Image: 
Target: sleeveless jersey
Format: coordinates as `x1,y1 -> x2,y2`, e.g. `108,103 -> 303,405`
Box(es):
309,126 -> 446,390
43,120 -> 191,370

◇ ◇ ◇ ◇ ◇ ◇ ◇

* _Directions_:
Copy every line of the data above without changing anything.

* _Solution to the problem_:
Image: 
Target: sleeveless jersey
Format: coordinates as `x1,y1 -> x2,y2`, e.g. `108,103 -> 303,405`
Box(es):
309,126 -> 446,390
43,120 -> 191,370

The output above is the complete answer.